[Start GIVEN PASSAGE]
Kicking things off, we've got RPGs, and fans of meaty, stat-packed adventures are spoiled for choice with Game Pass. As a bonus, all of these will help towards our inaugural set of TA Targets — the RPG and daily unlock ones should be fine, but you might want to look elsewhere for your completions. These things tend to be pretty massive!

Xbox Game Pass: Best RPGs

Yakuza: Like a Dragon

The action-packed combat of the Yakuza series never felt to me like it would translate especially well when the shift to turn-based battles for Like a Dragon was first announced, but man, did the team manage to prove me wrong. Yakuza: Like a Dragon is an RPG about RPGs, with playful new protagonist Ichi seeing his world through the lens of the classic 8-bit JRPGs he loves so dearly. In his mind, he's the world-saving hero, and his allies powerful wizards and warriors to help him do battle against the evil forces sweeping Yokohama. From gang members to violent drunks, these 'monsters' — literally, as Ichi sees them — are tackled with traditional JRPG-style turn-based combat, albeit more over-the-top than you might be used to in the genre. From using a mobile phone to call in 'summons' with wild animations to changing classes to use weaponised hostess abilities, Like a Dragon is anything but normal.

Like previous games, though, the latest mainline Yakuza title isn't afraid to go to some pretty heavy places, and it's amazing just how well it manages to strike a balance between serious beats and its madder moments without causing too much of a disconnect. It helps that the game is absolutely massive, so when you get into one of those hard-hitting scenes, the fact that you appointed a chicken as CEO of your new company is too distant a memory to interfere with its impact, and this tonal ebb and flow continues throughout this superb adventure to surprisingly solid effect. Yokohama isn't the biggest open world setting the series has known, but the slower nature of combat here compared to earlier games means that's not necessarily a bad thing, plus it feels densely packed with story and side content that will keep you going for hundreds of hours. If you're going after those Yakuza: Like a Dragon achievements, though, be prepared for a bit of a grind getting the final few ticked off...

Yakuza: Like a Dragon

Become Ichiban Kasuga, a low-ranking yakuza grunt left on the brink of death by the man he trusted most. Take up your legendary bat and get ready to crack some underworld skulls in dynamic RPG combat set against the backdrop of modern-day Japan in Yakuza: Like a Dragon.

Russian and Brazilian Portuguese subtitles available in early 2021 via patch update.

Game leverages Smart Delivery allowing access to both the Xbox One title and Xbox Series X|S title when available.
[End GIVEN PASSAGE]
[Start DATA EXCERPT]
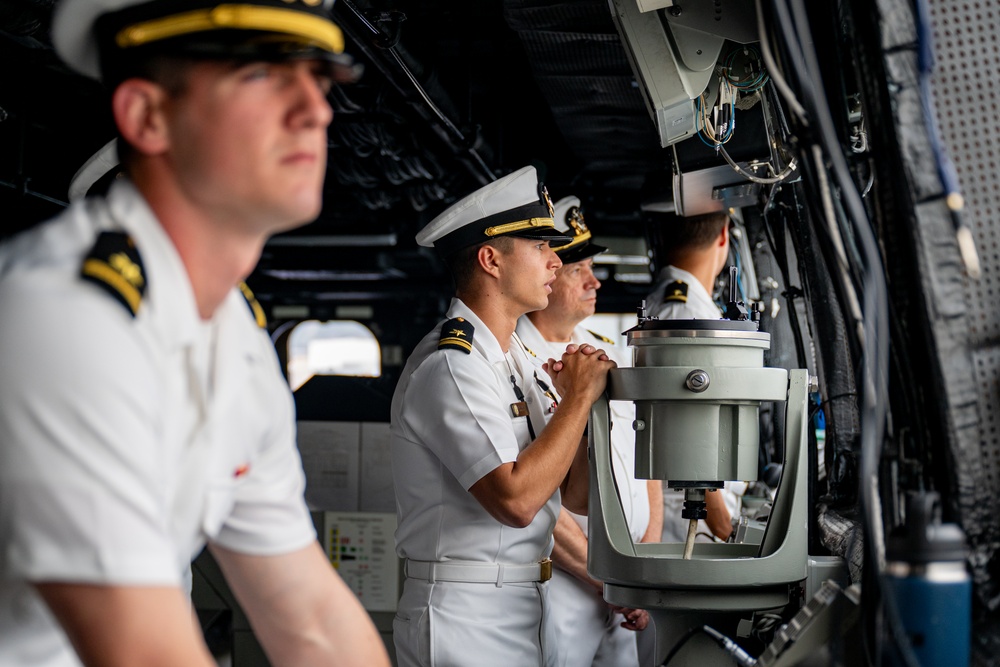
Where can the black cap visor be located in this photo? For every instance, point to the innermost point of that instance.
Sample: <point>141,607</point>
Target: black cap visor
<point>578,253</point>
[End DATA EXCERPT]
- [TO BE DONE] Summarize the Game Pass RPG passage in two sentences. Work from the Game Pass RPG passage alone.

- [FINAL ANSWER] Yakuza: Like a Dragon, listed among the best RPGs on Xbox Game Pass, shifts the series from action-packed combat to over-the-top turn-based battles, with protagonist Ichi seeing his world through the lens of the classic JRPGs he loves. The game balances heavy, serious moments with madder ones, and its Yokohama setting is densely packed with story and side content that can last hundreds of hours.